Directive:
Gather each line from the rows below that contains the string "yellow".
====== Stored data
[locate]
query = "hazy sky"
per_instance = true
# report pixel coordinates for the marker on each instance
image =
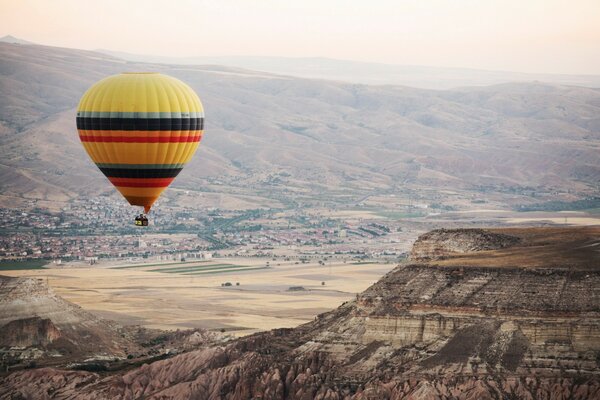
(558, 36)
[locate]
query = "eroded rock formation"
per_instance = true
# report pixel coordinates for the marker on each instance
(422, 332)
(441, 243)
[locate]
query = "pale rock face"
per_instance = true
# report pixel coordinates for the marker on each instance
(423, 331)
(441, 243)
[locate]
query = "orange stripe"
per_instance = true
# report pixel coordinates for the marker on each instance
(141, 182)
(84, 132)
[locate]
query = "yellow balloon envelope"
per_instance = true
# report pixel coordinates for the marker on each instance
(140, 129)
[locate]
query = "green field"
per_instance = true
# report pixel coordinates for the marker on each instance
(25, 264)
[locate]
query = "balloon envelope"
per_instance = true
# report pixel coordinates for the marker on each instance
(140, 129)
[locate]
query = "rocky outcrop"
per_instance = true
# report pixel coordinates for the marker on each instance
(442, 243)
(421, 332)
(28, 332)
============
====== Stored data
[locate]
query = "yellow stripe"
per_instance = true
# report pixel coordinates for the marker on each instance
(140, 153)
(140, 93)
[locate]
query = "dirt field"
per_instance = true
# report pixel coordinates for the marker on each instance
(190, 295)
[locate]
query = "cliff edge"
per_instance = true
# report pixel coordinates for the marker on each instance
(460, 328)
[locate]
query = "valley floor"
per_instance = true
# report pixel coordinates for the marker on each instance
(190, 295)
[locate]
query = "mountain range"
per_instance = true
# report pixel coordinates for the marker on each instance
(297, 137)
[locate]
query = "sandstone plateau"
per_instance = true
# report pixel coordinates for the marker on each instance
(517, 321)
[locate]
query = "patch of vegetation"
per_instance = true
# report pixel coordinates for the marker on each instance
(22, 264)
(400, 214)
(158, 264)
============
Exercise result:
query = "yellow balloon envelope"
query = "yellow stripe"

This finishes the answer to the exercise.